■ WRITTEN INSTRUCTION:
Echo back every line of the data below verbatim, from the first line to the last.

■ EXERCISE DATA:
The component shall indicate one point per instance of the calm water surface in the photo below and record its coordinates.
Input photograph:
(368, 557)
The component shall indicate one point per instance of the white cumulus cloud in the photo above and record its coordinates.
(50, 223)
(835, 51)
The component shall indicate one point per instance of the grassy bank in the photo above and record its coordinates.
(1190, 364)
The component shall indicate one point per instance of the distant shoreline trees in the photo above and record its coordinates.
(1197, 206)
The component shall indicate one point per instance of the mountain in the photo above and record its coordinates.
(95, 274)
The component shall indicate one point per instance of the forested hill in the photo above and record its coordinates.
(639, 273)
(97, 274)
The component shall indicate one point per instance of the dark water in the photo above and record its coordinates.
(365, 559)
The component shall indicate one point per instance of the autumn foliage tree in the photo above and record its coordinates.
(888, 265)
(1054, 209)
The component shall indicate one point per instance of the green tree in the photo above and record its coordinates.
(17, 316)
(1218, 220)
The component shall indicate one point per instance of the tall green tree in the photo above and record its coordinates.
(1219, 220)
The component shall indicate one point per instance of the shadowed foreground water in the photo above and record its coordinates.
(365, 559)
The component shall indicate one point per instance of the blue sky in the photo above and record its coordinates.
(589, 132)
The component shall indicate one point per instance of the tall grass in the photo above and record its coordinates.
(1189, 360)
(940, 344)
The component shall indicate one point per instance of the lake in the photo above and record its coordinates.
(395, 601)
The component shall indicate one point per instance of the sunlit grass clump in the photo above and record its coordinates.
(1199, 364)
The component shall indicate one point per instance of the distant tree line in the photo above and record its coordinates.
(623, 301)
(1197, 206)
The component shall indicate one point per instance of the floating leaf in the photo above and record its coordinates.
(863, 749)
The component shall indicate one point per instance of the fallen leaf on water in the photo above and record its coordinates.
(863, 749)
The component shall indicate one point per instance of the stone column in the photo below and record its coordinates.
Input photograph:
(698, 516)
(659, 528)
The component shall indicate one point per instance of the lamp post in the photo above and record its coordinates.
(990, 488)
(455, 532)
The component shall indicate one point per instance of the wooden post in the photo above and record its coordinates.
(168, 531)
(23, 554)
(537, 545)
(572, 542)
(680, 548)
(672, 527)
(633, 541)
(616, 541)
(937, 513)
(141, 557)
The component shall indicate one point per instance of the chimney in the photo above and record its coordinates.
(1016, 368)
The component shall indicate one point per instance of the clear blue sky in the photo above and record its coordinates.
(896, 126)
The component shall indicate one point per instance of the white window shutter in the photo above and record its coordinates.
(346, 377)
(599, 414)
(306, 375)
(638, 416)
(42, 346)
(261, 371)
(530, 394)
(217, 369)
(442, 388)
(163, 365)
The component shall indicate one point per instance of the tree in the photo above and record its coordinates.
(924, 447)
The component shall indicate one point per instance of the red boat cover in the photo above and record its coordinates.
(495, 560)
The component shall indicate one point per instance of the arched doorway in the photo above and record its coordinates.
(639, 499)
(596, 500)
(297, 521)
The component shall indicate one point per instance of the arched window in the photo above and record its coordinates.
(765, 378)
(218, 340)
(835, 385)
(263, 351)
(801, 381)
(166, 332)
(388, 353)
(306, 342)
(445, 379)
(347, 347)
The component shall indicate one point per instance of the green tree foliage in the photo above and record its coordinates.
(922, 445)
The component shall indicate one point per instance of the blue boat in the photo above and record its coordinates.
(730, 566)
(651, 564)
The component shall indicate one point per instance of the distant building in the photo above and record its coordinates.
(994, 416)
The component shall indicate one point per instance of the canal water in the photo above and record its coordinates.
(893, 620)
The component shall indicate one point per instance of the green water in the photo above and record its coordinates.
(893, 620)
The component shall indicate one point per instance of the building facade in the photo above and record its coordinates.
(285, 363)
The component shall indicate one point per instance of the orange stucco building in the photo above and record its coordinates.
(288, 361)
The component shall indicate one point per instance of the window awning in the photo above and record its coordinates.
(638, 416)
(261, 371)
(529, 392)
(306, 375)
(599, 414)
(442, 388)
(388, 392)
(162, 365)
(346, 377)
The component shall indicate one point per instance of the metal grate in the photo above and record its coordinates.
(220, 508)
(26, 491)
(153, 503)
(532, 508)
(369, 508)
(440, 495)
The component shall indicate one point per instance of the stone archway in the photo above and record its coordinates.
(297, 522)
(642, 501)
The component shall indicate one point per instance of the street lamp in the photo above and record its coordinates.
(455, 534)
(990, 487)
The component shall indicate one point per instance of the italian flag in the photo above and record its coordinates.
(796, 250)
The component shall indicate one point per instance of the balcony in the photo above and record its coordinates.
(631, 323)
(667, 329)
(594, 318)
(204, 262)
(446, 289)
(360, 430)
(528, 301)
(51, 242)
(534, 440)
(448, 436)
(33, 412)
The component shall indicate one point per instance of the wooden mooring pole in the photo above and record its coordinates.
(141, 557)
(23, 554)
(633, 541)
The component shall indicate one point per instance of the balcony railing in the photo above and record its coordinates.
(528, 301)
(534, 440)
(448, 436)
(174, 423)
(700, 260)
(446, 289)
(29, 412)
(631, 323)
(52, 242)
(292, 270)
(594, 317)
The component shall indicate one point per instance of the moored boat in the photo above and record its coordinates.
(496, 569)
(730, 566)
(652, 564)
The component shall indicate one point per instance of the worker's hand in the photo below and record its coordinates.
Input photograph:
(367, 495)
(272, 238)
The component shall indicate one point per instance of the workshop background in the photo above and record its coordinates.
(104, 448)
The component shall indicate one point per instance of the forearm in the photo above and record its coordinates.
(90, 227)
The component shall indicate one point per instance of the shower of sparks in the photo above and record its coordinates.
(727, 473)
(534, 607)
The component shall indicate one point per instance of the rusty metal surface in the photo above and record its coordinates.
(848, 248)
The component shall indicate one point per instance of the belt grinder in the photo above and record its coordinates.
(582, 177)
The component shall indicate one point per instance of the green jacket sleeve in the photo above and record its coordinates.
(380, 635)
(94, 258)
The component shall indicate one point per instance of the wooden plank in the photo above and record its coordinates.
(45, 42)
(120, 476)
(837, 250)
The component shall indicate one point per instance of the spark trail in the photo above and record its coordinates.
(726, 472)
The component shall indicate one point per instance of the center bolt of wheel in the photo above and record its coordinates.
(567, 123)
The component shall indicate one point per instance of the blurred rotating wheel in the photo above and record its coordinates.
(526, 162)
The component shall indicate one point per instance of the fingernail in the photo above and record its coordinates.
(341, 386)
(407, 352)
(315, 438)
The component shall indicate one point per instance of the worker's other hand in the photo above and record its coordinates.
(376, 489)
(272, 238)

■ RESPONSE:
The component shall indicate one point per instance of the calm water surface in the photo below and record its coordinates.
Input photograph:
(368, 557)
The component shall indicate one point per instance of the white cumulus cloud in the photo above and record its coordinates.
(50, 223)
(835, 51)
The component shall indicate one point per instance of the grassy bank in the photo above and record its coordinates.
(1190, 364)
The component shall indicate one point per instance of the distant shoreline trees in the photo above and record its coordinates.
(1197, 206)
The component shall indicate one point per instance of the mountain in the photo above and record its coordinates.
(95, 274)
The component shall indicate one point per instance of the forested hill in the photo above and record its coordinates.
(639, 273)
(97, 274)
The component shall indicate one point per instance of the dark water in the photo above and record its coordinates.
(365, 559)
The component shall indicate one point per instance of the autumn foliage tree in the photo above and record its coordinates.
(888, 265)
(1054, 209)
The component shall indicate one point per instance of the green tree in the photo above and record its coordinates.
(17, 316)
(1218, 220)
The component shall indicate one point per instance of the tall green tree in the photo above and record its coordinates.
(1219, 220)
The component shall indicate one point per instance of the shadowed foreground water in the photo above and record its coordinates.
(365, 559)
The component shall indicate one point per instance of the blue sky in the photo above and record its coordinates.
(589, 132)
The component shall indicate one point per instance of the tall grass in the photo above and record its coordinates.
(1189, 360)
(940, 344)
The component shall indicate one point per instance of the lake in the photo above and record its coordinates.
(395, 601)
The component shall indicate one point per instance of the sunlit grass clump in the photo above and record its coordinates.
(1199, 364)
The component shall indicate one point per instance of the distant tree line in the photo above and record its coordinates.
(623, 301)
(1197, 206)
The component shall indicate one point per instance of the floating leaf in the photo above and record its coordinates.
(863, 749)
The component shall indicate one point per instance of the fallen leaf on water in the photo above and record its coordinates.
(863, 749)
The component shall indicate one point per instance of the stone column in the photo below and record its coordinates.
Input photograph:
(698, 516)
(659, 528)
The component shall indicate one point per instance of the lamp post in the photo above and record its coordinates.
(990, 488)
(455, 532)
The component shall indicate one point per instance of the wooden post in the photo above and record its coordinates.
(168, 531)
(23, 554)
(537, 545)
(572, 542)
(680, 548)
(672, 527)
(633, 541)
(616, 541)
(937, 513)
(141, 557)
The component shall indicate one point per instance of the chimney in the photo above and record its coordinates.
(1016, 368)
The component shall indicate one point per instance of the clear blue sky in the photo above and record its coordinates.
(896, 126)
The component shall indicate one point per instance of the white window shutter in the photo above and record its coordinates.
(346, 377)
(599, 414)
(306, 375)
(638, 416)
(42, 346)
(261, 371)
(530, 394)
(217, 369)
(442, 388)
(163, 365)
The component shall indicate one point per instance of the tree in the photo above and record its coordinates.
(924, 447)
The component shall indicate one point per instance of the red boat cover in the photo above and record its coordinates.
(495, 560)
The component shall indicate one point per instance of the arched doorway in the photo above and record its coordinates.
(639, 499)
(596, 500)
(297, 521)
The component shall indicate one point per instance of the arched window in the photo above and record its coordinates.
(765, 378)
(218, 340)
(835, 385)
(263, 351)
(801, 381)
(166, 332)
(388, 353)
(306, 342)
(445, 379)
(347, 347)
The component shall indicate one point per instance of the green tree foliage in the photo above and record its coordinates.
(922, 445)
The component shall indicate one point per instance of the blue boat in the photo above and record its coordinates.
(730, 566)
(651, 564)
The component shall indicate one point per instance of the distant building in the photo above and record its coordinates.
(994, 416)
The component shall indicate one point per instance of the canal water in the photo above and record its coordinates.
(893, 620)
The component shall indicate one point per instance of the green water in the photo above and record its coordinates.
(893, 620)
The component shall indicate one point per instance of the building facade in the photo above and record its coordinates.
(285, 363)
The component shall indicate one point per instance of the orange stucco building in the photo above and record its coordinates.
(288, 361)
The component shall indicate one point per instance of the window awning in the photo above and record its coordinates.
(638, 416)
(261, 371)
(529, 392)
(306, 375)
(599, 414)
(442, 388)
(388, 392)
(162, 365)
(346, 377)
The component shall indicate one point per instance of the metal grate in the photo above and record its coordinates.
(220, 508)
(26, 491)
(153, 503)
(532, 508)
(369, 508)
(440, 495)
The component shall indicate one point per instance of the stone archway in the photo above and record its coordinates.
(297, 522)
(642, 501)
The component shall indicate one point per instance of the street lamp in the photo above and record its coordinates.
(455, 534)
(990, 487)
The component shall indicate one point per instance of the italian flag in the photo above and record its coordinates.
(796, 250)
The component shall indicate one point per instance of the balcony in the photo above and record its coordinates.
(631, 323)
(667, 329)
(594, 318)
(204, 262)
(446, 289)
(360, 430)
(528, 301)
(51, 242)
(534, 440)
(448, 436)
(33, 412)
The component shall indicate one point per instance of the wooden mooring pole in the photo above and record its coordinates.
(141, 557)
(23, 554)
(633, 541)
The component shall indicate one point per instance of the balcony railing in the photo above and record its coordinates.
(528, 301)
(534, 440)
(448, 436)
(174, 423)
(700, 260)
(446, 289)
(29, 412)
(631, 323)
(52, 242)
(292, 270)
(594, 317)
The component shall indicate one point per instance of the moored boat in the photo above and record its coordinates.
(496, 569)
(730, 566)
(652, 564)
The component shall indicate one point per instance of the worker's hand in the photo below and record its coordinates.
Input photograph:
(367, 495)
(272, 238)
The component shall indicate one point per instance of the workshop background in the photo above and record its coordinates.
(104, 448)
The component shall indicate one point per instance of the forearm in the photo above and record its coordinates.
(90, 227)
The component shall indicate one point per instance of the shower of sparks in the photo above and record its coordinates.
(727, 473)
(534, 607)
The component shall indicate one point per instance of the rusty metal surface in the photo above and record its coordinates.
(848, 248)
The component shall indicate one point per instance of the belt grinder in the photo above and record its coordinates.
(582, 177)
The component shall indicate one point per instance of the green jacket sleeve in the photo above and record its coordinates.
(380, 635)
(94, 258)
The component shall indicate one point per instance of the wooden plank in the photo above and record its coordinates.
(45, 42)
(120, 476)
(837, 250)
The component shall indicate one point per instance of the spark trail in the photo above and record its coordinates.
(726, 472)
The component shall indicate one point per instance of the center bolt of wheel in the photo above and record its coordinates.
(567, 123)
The component shall indicate one point per instance of the blurred rotating wheel in the photo above and record its coordinates.
(526, 162)
The component shall indicate one point per instance of the fingernail in the photo above and record its coordinates.
(341, 386)
(407, 352)
(315, 438)
The component shall indicate one point per instance of the worker's other hand in the photo above and record its coordinates.
(376, 489)
(272, 238)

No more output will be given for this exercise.